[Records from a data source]
┏━━

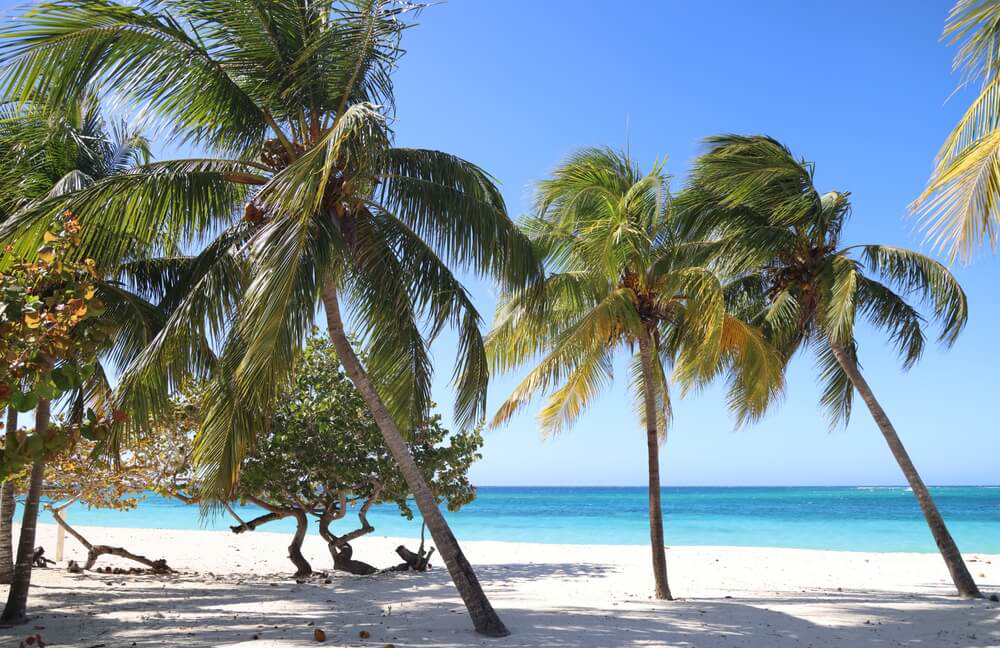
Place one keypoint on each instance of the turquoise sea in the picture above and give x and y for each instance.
(861, 518)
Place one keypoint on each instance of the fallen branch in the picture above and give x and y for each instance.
(96, 551)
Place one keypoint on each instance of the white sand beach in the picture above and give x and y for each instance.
(237, 591)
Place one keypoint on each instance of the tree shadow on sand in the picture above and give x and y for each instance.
(424, 610)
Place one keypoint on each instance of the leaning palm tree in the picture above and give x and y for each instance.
(807, 289)
(961, 204)
(293, 101)
(620, 279)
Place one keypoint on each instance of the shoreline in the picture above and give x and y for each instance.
(231, 588)
(93, 532)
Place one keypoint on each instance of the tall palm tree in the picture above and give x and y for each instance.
(961, 204)
(620, 279)
(293, 100)
(807, 289)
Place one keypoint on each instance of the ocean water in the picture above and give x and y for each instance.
(861, 518)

┗━━

*WRITTEN TASK:* Output the material from the line containing "Place one keypoint on each instance of the tree" through the end, inclusive, as a two-column CSV with columns text and answer. Give one row per entry, putting its wording and its answer each in a single quoted field, with line breaks replaced by spaces.

*RESPONSE TO THE EXERCISE:*
text,answer
"Place one keypoint on each instance of the tree shadow on sand in the picture above and give x and y for each instance.","(424, 610)"
"Place one keypoint on each instance of the leaning palm tree in the picture above and give x and y for each instance.","(807, 289) (961, 204) (293, 101) (620, 279)"
"Place one keypoint on each instance of the shoreline in the picture above and give x and y for each instance.","(231, 588) (93, 532)"
"Place one keypoint on each instance of the tall palm tree in the picture above and give x and y for each instance.","(961, 204) (620, 279) (293, 100) (807, 289)"
"Place one keypoint on each instance of the ocean water in the picture above and give x and y for each instance.","(861, 518)"